- Aim of the exercise
Using the report on this year’s Ramon Magsaysay Award, state whether each statement agrees with it, answering yes or no and quoting the deciding words. 1. The award was established in 1957. 2. The Philippines has more awardees than any other country. 3. Each awardee will receive a certificate, a medallion and a cash prize.

- Text block
----------------------------------------

Ombudsman Conchita Carpio-Morales leads the six awardees of the Ramon Magsaysay Award this year.
The other awardees are Dompet Dhuafa from Indonesia, the Japan Overseas Cooperation Volunteers, Vientiane Rescue from Laos, Bezwada Wilson from India, and Thobur Madabusi Krishna from India.
Carmencita Abella, president of the Ramon Magsaysay Award Foundation, bared the list of awardees on Wednesday at Luna Gardens Residence in Rockwell, Makati City.
The announcement was witnessed by members of the Magsaysay family led by former senator Ramon Magsaysay Jr., Mila Magsaysay Valenzuela, and Francisco Magsaysay.
Established in 1957, the Ramon Magsaysay Award is Asia’s equivalent to the Nobel Prize.
It celebrates the leadership of Ramon Magsaysay, the country’s third president. It is given yearly to individuals or groups whose act of service transformed their communities.
The former senator said this year’s awardees have shown bold solutions to deeply-rooted social problems thus helping the poor, the ignorant, and victims of injustice.
Carpio was chosen for her moral courage and commitment to fight injustice and for promoting, by example, values of incorruptibility, diligence, vision and leadership.
Dompet, a philanthropist, unleashed the potential of the Islamic faith to uplift, irrespective of creed, the lives of millions. He built a hospital for the poor.
Japan’s JOCV, according to organizers, advanced idealism and spirit of service in communities, having demonstrated for more than five decades that it is when people live, work, and think together that they lay the true foundation for peace and international solidarity. JOCV brings Japanese youth to work in other countries and foster mutual understanding.
The Laos Vientiane Rescue was cited for its heroic work in saving Laotian lives under the most deprived of circumstances, inspiring through passionate humanitarianism a similar generosity of spirit in many others. The rescue team is composed of volunteers who provide 24/7 service.
Wilson, whose parents were scavengers, displayed his moral energy and prodigious skill in leading a grassroots movement to eradicate the degrading servitude of manual scavenging in India, reclaiming for the dalits the human dignity that is their natural birthright.
Thobur, a musician, this year’s Emergent Leadership recipient, used his artistic talent to advocate art’s power to heal India’s deep social divisions, breaking barriers of caste and class to unleash what music has to offer not just for some but for all.
The six awardees join the community of 312 other laureates.
Each awardee will receive a certificate, a medallion bearing the likeness of the late President Magsaysay and a cash prize.
So far, India has the most number of awardees with 55 recipients, followed by the Philippines, 47, and Japan, Indonesia, and Thailand with 24, 23, and 22, respectively.

----------------------------------------

(Dataset items)
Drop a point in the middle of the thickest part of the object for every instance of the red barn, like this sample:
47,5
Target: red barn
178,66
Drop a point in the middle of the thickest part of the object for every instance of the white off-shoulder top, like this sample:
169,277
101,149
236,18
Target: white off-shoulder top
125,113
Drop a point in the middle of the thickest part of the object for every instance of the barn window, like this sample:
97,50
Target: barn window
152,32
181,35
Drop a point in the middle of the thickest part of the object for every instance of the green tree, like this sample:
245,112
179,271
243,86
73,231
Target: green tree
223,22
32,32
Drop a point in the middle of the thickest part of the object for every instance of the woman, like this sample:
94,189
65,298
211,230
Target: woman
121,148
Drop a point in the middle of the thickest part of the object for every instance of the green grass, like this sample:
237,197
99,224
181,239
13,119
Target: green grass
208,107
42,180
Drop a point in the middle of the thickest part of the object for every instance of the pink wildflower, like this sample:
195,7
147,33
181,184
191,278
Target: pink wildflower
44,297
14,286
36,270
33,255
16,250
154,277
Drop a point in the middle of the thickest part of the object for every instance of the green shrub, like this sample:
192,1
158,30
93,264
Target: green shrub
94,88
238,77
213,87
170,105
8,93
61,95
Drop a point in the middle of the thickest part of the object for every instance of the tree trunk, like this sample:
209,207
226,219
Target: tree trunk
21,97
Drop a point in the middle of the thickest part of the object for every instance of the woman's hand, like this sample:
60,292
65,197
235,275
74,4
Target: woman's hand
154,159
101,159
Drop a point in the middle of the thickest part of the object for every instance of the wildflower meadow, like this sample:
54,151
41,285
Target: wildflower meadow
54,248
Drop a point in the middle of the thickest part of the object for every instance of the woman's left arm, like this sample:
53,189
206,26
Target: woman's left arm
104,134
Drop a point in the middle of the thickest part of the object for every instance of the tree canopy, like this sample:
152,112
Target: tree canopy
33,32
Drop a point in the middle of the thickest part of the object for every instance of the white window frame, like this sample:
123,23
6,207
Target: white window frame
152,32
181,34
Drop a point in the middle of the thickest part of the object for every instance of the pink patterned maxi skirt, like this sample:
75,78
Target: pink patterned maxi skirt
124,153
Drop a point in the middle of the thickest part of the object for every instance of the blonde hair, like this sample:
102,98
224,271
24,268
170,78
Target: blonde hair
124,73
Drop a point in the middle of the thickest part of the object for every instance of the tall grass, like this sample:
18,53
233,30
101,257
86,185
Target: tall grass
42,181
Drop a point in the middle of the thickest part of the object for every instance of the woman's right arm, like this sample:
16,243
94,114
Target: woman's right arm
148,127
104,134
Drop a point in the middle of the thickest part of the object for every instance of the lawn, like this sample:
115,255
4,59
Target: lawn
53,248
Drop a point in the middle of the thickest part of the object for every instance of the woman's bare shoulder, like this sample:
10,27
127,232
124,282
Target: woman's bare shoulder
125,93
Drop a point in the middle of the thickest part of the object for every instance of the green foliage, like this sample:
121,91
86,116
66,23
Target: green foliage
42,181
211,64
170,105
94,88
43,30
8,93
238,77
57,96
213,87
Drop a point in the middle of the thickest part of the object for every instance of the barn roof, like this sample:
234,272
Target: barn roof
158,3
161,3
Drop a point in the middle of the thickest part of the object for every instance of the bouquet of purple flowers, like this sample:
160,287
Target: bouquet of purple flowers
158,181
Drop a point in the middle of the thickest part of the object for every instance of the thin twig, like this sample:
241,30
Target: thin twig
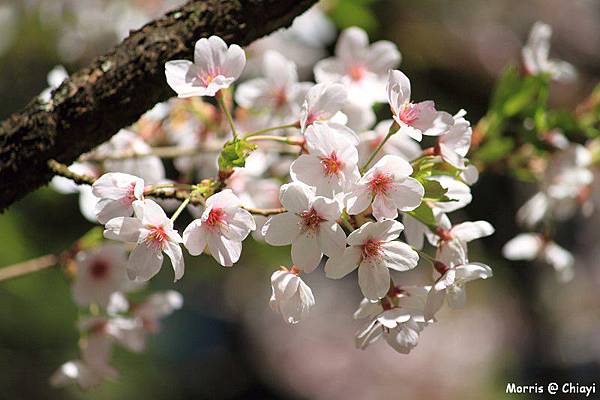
27,267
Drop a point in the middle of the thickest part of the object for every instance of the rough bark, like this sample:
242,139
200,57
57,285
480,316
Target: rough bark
117,88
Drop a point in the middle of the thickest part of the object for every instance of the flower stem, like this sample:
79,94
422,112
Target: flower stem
221,99
181,207
376,151
275,128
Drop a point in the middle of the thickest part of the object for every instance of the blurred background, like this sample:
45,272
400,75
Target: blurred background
521,326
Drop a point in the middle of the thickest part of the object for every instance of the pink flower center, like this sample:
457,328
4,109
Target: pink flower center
409,113
310,220
331,164
215,217
280,97
356,72
99,269
371,248
312,117
380,183
130,196
157,237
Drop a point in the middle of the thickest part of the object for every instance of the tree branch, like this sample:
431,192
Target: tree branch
117,88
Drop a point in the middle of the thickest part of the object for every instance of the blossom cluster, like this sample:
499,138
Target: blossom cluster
289,163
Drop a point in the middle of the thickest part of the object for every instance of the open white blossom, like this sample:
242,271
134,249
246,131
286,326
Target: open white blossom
279,93
414,119
373,250
361,67
453,145
323,105
536,55
215,67
117,192
389,186
221,228
534,246
309,225
331,163
291,297
454,271
153,233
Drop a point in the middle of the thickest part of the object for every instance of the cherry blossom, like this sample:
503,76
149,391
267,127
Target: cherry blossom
153,233
397,145
141,163
279,93
373,250
221,228
291,297
100,273
533,246
414,119
117,192
399,318
536,52
454,144
389,186
361,67
331,163
323,104
454,271
309,225
215,67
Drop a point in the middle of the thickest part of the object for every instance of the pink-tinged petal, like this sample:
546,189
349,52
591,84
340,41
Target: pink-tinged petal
210,53
398,90
435,301
468,231
225,251
414,231
239,225
472,271
306,253
525,246
173,250
144,262
399,256
374,280
177,73
384,208
395,165
358,200
328,209
296,196
307,169
331,239
194,238
107,209
340,266
234,62
430,121
125,229
282,229
406,195
456,297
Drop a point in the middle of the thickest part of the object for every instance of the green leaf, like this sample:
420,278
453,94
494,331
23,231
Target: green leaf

----------------------------------------

- Solution
1. Yes: "Established in 1957, the Ramon Magsaysay Award is Asia’s equivalent to the Nobel Prize."
2. No: "India has the most number of awardees with 55 recipients, followed by the Philippines, 47"
3. Yes: "Each awardee will receive a certificate, a medallion bearing the likeness of the late President Magsaysay and a cash prize."